[WHAT IS NEEDED]
Each entry below should be returned exactly as is, with the pictures removed.
++++ ENTRIES SUPPLIED
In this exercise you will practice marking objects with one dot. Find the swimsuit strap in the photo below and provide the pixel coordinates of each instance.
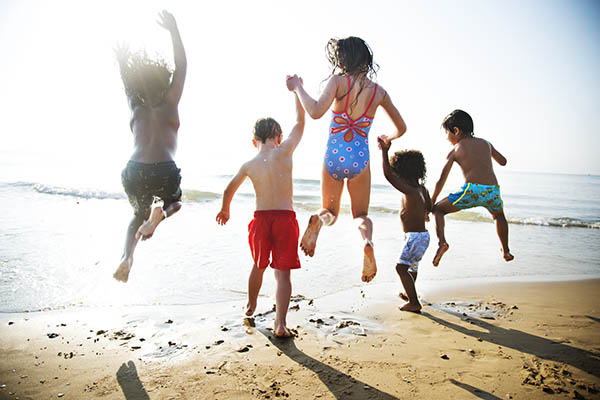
(371, 102)
(347, 95)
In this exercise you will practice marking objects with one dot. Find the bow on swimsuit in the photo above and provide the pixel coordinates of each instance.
(348, 145)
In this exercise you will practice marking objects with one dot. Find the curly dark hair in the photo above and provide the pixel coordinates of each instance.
(459, 119)
(352, 56)
(146, 80)
(410, 165)
(266, 128)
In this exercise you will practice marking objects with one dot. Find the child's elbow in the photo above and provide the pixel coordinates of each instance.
(315, 114)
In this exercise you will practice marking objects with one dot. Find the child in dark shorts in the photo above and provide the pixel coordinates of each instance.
(145, 182)
(273, 233)
(407, 172)
(153, 92)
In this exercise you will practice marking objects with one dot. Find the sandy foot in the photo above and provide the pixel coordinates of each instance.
(416, 308)
(309, 239)
(369, 265)
(147, 229)
(281, 332)
(439, 253)
(122, 273)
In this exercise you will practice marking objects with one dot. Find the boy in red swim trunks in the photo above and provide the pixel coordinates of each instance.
(273, 233)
++++++++
[COMPLETED EXERCISE]
In this exercise you will practice marking objects with one dot. Find the swimsuit strap in the photo below and provide the pixel coordinates of each instance.
(371, 102)
(347, 95)
In this exercise you will practice marking objects with one dot. Find the bow on swimsuit in the photo above and provide the pixel coordinates of each instance.
(348, 145)
In this exercise you will practice marking objects with one dot. Find the curly dark hair in the photo above and provide the pixel coordinates of each instance.
(459, 119)
(352, 56)
(146, 80)
(410, 165)
(266, 128)
In this exercise you will practice marking objects with one dot. Find the child's elbow in the photo above and provide the pixel coordinates of each instance.
(315, 114)
In this exercise you will practice marking objects with one dot. Find the child in dark shorts in the photo above and provide the pixel coordinates of each instance.
(145, 182)
(273, 233)
(407, 172)
(153, 92)
In this exercise you will practice marking objects with one dot. Find the sandy foot in the photo above and provide the pixel coordinates of each instance.
(416, 308)
(309, 239)
(369, 265)
(147, 229)
(281, 332)
(439, 253)
(122, 273)
In this exercise you will practice marking objects with one dot. Find the boy in red swim trunks in the photo above and provide the pixel coordinates of each instance.
(273, 233)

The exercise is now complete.